• Page extract:
A lot has been written about how much communication is non-verbal. In fact, most communication between people is not even conscious.
For example, people calling service centres, or talking to sales assistants, become aggressive when they detect that the person they are talking to is not primarily interested in them. And, if the employee is reading from a script written to give the impression that they do care, it just makes things worse if the script is being recited in a way which makes it clear they don’t.
There’s a very useful principle to the effect that no organisation can give a better standard of service to its customers than its people give to each other. If you believe that, and everyone I’ve told it to does, then the first job of anyone in a team serving customers is to serve their colleagues. And that has to start with management showing by example.
Interestingly, the motto of the Royal Military Academy at Sandhurst – where the British Army trains its officers – is Serve to lead. What that means is that, if a potential officer thinks he or she is going to lead a group of trained soldiers, they had better be in service to them first. This attitude shows up, for example, in the rule that “officers eat last”.
The trouble with the word “service” is that many British people equate it with servility or servitude. But those are two completely different things.
I think that many people in a service team resist the idea of being in service to the customer because they believe (if only subconsciously) that it requires them to be inferior to them. It doesn’t. Being in service is leadership.
Now, “Serve to lead” is a rather dense sentence. Expanding it out into something more useable turns it into something like “act as if the other person were more important than you”. The words “as if” are crucial here. I am not saying “act according to a belief that the other person is more important” – that way lie servility and servitude.

• Supplied information:
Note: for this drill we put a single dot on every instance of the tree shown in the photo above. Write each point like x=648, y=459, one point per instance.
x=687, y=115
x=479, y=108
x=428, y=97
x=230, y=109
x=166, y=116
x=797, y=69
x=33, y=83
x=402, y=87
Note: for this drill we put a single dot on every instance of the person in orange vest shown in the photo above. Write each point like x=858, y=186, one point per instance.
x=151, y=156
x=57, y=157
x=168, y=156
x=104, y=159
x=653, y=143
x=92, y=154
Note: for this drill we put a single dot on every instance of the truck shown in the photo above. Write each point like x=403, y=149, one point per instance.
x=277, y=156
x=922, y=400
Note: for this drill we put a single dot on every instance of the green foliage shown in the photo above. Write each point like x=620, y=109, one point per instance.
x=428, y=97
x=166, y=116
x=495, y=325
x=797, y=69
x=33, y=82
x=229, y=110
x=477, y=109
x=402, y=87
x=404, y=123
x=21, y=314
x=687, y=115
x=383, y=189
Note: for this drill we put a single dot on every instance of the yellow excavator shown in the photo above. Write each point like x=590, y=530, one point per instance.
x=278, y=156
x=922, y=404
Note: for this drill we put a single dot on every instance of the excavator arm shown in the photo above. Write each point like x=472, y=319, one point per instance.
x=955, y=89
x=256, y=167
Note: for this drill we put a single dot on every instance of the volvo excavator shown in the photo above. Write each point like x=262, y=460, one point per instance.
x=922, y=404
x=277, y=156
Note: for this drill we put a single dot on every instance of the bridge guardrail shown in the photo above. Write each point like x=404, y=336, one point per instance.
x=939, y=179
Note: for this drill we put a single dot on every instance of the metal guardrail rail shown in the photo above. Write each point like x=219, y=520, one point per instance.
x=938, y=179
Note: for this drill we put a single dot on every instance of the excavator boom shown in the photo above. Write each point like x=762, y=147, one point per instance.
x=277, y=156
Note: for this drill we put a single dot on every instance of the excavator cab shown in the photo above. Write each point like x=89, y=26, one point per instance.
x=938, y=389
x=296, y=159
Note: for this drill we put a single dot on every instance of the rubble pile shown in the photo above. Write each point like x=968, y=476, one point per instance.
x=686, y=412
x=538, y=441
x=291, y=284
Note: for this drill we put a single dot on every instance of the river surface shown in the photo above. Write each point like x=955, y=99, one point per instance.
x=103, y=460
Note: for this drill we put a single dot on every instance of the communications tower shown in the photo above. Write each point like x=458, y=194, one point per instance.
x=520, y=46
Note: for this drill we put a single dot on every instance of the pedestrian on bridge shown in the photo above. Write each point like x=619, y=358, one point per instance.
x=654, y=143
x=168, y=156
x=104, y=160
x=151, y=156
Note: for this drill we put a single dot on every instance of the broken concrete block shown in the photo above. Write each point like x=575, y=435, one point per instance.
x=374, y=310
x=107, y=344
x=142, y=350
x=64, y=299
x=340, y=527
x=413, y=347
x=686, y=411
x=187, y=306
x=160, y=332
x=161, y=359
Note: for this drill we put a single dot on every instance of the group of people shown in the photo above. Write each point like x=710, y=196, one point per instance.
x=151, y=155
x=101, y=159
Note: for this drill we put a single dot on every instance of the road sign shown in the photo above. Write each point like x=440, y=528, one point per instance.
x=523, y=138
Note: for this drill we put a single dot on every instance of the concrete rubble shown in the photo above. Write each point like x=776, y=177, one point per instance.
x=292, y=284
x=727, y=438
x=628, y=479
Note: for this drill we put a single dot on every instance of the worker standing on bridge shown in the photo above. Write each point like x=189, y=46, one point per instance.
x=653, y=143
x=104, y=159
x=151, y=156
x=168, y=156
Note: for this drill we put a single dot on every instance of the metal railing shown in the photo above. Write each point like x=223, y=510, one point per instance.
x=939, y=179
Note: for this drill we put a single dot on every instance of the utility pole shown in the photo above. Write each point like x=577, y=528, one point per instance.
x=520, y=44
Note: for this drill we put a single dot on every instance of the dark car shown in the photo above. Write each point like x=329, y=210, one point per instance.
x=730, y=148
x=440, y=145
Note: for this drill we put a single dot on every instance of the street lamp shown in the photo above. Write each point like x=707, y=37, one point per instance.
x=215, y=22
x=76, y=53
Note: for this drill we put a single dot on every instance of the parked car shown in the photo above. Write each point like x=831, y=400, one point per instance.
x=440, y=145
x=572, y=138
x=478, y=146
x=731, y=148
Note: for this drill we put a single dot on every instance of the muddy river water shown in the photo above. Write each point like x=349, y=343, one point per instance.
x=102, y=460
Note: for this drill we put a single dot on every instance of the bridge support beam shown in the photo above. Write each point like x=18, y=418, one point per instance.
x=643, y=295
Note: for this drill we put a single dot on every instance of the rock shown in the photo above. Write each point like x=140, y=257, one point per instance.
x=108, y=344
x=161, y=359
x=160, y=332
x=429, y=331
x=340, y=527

• Problems:
1: Rewrite the paragraph of the passage on service and leadership that begins "Interestingly, the motto of the Royal Military Academy" as a short bulleted list that keeps its main facts.
2: In the passage on service and leadership, rewrite the section from "I think that" up to and including "servility and servitude.", replacing "customer" with "client".
3: Continue the passage on service and leadership with a new paragraph that begins after its final sentence.

• Final results:
1:
- The Royal Military Academy at Sandhurst trains the British Army's officers.
- Its motto is "Serve to lead."
- A potential officer who expects to lead trained soldiers must first be in service to them.
- This attitude appears in the rule that "officers eat last."

2:
I think that many people in a service team resist the idea of being in service to the client because they believe (if only subconsciously) that it requires them to be inferior to them. It doesn’t. Being in service is leadership.
Now, “Serve to lead” is a rather dense sentence. Expanding it out into something more useable turns it into something like “act as if the other person were more important than you”. The words “as if” are crucial here. I am not saying “act according to a belief that the other person is more important” – that way lie servility and servitude.

3:
But, if a manager consistently puts out a message to their team that improving service is about making other people’s needs more important than theirs, they will find their staff reciprocating – both with each other and with the manager. Particularly if the manager has had a few sessions with everyone to explain what is going on and what is possible.
Not surprisingly, I call the principle of acting as if the other person were more important than you a “leadership principle”. It is actually about an approach – not a behaviour. It is about an attitude that we might usefully take with our colleagues and customers. It doesn’t require extra time to do it in because it isn’t more things to do. It is how you do what you are already doing.
So, if a manager is applying the leadership principle with their staff and encouraging them to apply it to each other, it is but a short step to everyone applying to the customers.
This sounds self-evident. “Surely we do this already!” I hear you say. And many organisations and businesses do – but not enough of them. After all, the consequences of doing it can be far-reaching. For, if a customer-facing person is to make the customer more important than them (and, by extension, more important than the business), considerable latitude has to be available to the staff member to resolve individual problems.
It may be tricky to devise watertight procedures which nevertheless give the front line staff the flexibility they need to do this effectively. But that difficulty isn’t the reason for it not being done. The trouble is, it raises big questions about how far the service provider really trusts their staff to do their jobs. The implication of this is a higher cost to recruit better staff and a substantially higher cost in training them (plus the cost of working out some good, flexible procedures).
But the gain is greater: staff job satisfaction and retention and customer satisfaction and retention. And the good news is that it easy to start the process. All that is needed is for the senior people in an organisation to commit to making their staff’s needs more important than their needs. Once that is done, the same attitude will flood through the organisation and out into the customer base. The question is: do you dare?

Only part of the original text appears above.